* [Problem]
Copy out every row below word for word, leaving out the pictures.

* [Records supplied]
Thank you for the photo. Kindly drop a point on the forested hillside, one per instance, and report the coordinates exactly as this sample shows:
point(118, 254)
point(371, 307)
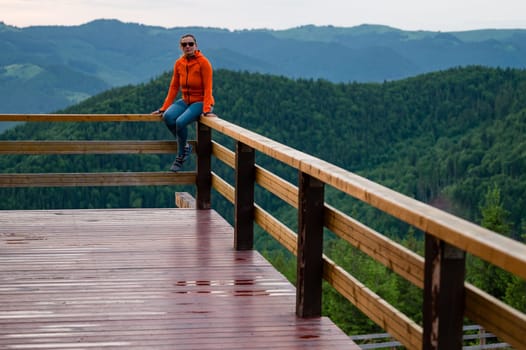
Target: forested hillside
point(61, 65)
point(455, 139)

* [Solution below]
Thank you for the photo. Kindly drop a point on the forested hillside, one per instance, and report the coordinates exactly as this sample shows:
point(118, 254)
point(371, 307)
Target: forested hillside
point(61, 65)
point(455, 139)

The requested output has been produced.